PAGE EXTRACT:
# please join the poll



## yorkshire lass (Apr 18, 2010)

have a go, a good result might get a new club built


----------



## John999 (Jul 6, 2009)




----------



## Catx (Apr 15, 2009)

Enough threads already ??? Just a thought


----------



## PETERFC (Apr 3, 2009)

*Reply*



yorkshire lass said:


> have a go, a good result might get a new club built


Hi Yorkshire Lass

Well you got there in the end, good luck will the results and i hope that they are of help.

Peterfc 666?


----------



## yorkshire lass (Apr 18, 2010)

to everyone viewing this page, 

I can see people are viewing this thread, but not voting. Please vote, it is only one bottom to press, no matter which one you choose. the poll won't be viable without participation. It closes on 7th May. ( I would put a smilie on but seem to have lost my list)


----------



## christopherdouglas (Nov 13, 2008)

Ello Lass,
I'm all up for pressing a 'bottom' but,
as I'm still in the UK think it's a bit unfair to press the button & vote on the subject.
Good luck though.
Chris


----------



## loonytoon (Feb 11, 2009)

yorkshire lass said:


> have a go, a good result might get a new club built


having no interest in Caldas but being nosey, who will be paying for and building this facility?

jeff


----------



## siobhanwf (Mar 20, 2009)

GIVEN INFORMATION:
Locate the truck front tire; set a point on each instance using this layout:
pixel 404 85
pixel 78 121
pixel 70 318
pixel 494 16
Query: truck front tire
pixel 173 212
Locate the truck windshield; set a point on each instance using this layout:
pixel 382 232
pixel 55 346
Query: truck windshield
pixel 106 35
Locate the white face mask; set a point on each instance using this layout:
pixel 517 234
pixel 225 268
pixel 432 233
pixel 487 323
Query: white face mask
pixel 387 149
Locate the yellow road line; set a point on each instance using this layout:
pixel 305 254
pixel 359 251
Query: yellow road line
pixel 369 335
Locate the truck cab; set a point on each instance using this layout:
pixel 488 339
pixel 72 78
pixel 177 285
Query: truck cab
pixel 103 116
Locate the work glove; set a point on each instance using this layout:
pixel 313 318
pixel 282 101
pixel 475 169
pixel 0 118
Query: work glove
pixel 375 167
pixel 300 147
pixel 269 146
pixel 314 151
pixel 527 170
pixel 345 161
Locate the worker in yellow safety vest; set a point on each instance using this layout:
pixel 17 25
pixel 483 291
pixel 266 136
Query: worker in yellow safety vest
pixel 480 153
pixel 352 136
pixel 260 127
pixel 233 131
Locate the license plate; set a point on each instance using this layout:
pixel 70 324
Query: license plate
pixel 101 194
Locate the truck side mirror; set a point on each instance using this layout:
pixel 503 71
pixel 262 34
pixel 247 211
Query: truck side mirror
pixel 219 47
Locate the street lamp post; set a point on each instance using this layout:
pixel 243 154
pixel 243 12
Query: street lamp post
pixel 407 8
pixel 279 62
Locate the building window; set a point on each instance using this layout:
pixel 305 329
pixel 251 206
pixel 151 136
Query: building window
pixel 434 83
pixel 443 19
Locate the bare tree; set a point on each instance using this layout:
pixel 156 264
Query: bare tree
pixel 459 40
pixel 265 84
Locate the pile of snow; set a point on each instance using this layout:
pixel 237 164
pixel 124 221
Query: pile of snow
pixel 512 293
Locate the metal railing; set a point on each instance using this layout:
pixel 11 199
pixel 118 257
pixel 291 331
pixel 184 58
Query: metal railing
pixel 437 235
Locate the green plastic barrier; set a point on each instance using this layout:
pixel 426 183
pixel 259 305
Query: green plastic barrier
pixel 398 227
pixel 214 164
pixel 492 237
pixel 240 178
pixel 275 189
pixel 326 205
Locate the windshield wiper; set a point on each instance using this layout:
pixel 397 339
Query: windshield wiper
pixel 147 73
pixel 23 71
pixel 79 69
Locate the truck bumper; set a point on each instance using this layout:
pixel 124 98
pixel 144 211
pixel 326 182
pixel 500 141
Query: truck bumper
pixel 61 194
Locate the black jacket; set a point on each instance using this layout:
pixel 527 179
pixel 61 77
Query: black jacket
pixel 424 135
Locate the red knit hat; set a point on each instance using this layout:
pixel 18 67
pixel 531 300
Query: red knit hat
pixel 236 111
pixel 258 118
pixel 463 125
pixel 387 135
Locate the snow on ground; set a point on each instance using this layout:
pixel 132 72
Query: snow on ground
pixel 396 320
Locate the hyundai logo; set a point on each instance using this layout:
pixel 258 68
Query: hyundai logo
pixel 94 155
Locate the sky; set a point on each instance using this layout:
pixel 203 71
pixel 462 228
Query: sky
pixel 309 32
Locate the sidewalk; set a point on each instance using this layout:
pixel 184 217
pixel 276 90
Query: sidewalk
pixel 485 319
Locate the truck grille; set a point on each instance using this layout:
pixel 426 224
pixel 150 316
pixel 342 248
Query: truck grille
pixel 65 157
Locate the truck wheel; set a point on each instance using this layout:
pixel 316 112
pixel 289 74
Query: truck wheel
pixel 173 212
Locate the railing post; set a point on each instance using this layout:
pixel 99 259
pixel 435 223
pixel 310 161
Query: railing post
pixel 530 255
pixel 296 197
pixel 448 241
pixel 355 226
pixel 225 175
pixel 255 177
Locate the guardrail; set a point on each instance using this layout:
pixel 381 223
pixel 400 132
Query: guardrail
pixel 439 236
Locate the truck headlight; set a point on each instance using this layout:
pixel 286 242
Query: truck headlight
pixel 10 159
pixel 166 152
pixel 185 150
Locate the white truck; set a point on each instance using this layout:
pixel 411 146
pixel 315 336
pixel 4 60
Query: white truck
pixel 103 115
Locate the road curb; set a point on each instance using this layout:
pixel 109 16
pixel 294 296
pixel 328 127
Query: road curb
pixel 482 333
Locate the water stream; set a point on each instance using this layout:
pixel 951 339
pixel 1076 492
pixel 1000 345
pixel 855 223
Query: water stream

TO BE DONE:
Extend the forum thread about the poll, beginning after the last line shown. The records have no connection to the forum thread about the poll.

TASK RESULT:
loonytoon said:


> having no interest in Caldas but being nosey, who will be paying for and building this facility?
> 
> jeff



my thoughts exactly.


----------



## yorkshire lass (Apr 18, 2010)

I was asked not to promote the third party on this, sure he has his reasons. It might be hindering the end result of the poll, but it is only to find out if the interest is there. Anyone could build a sports club, but what use is it, if no one wants it? if the interest is not there, it won't go ahead, replies are filtering through, its not just on here. it will close everywhere on 7th of may. then I have to get my fingers typing and do the report on it.


----------



## siobhanwf (Mar 20, 2009)

That is good news. I must admit that I did wonder where the finance was coming from


----------



## yorkshire lass (Apr 18, 2010)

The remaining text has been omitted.